#### Material for this exercise
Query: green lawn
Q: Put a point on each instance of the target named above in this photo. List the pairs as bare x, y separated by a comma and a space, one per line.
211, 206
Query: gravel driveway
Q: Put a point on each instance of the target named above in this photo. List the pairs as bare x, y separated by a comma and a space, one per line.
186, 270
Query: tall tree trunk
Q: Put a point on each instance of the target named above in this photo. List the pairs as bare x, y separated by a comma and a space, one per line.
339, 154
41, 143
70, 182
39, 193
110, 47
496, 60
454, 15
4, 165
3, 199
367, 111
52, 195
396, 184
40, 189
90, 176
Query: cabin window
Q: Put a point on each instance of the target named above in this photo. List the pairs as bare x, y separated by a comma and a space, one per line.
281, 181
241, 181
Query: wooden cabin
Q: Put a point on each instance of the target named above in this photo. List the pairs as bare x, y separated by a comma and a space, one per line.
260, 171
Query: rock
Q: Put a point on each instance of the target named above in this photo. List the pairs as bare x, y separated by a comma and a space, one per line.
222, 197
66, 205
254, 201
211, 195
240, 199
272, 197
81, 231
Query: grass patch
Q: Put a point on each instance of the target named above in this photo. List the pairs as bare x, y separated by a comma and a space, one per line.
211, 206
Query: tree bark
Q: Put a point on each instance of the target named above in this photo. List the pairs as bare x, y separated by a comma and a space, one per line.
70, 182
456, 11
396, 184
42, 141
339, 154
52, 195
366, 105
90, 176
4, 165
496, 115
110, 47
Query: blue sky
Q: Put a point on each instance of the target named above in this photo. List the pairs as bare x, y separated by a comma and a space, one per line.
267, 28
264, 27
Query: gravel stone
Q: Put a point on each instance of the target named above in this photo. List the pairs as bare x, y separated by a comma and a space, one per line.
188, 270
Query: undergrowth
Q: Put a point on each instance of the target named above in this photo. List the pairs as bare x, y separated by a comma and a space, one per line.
########
◆ **Work to complete**
Starting at the line that contains "Query: rock", write out every line to the end of the entries, exactly as given.

◆ **Result of the task**
Query: rock
Q: Put a point on each instance of the target named above in this photo. List the pairs as bare x, y separated by a comma and a space, one per line.
222, 197
66, 205
254, 201
211, 195
240, 199
272, 197
81, 231
Query: grass patch
Q: Put a point on each instance of the target named above in this photo. List the pairs as bare x, y separated by a comma and a space, one per line.
211, 206
Query: tree bark
Q: Put a point on each instance of the target named above in this photo. List the pairs as bare x, y separated by a comma and a space, one per line.
70, 182
456, 11
396, 184
42, 141
339, 154
52, 195
366, 105
90, 176
4, 165
496, 115
110, 47
Query: blue sky
Q: Put a point on each instance of the target named above in this photo. List the pairs as bare x, y separated by a comma and a space, one per line.
267, 28
264, 27
Query: gravel stone
Q: Put a point on each instance of the target named above in this photo. List the pairs as bare x, y separated by a comma and a space, one per line.
188, 270
Query: undergrowth
Q: Put a point on each instance of the target named above in this photo. List the pairs as bare x, y separated by a comma and a space, one per line.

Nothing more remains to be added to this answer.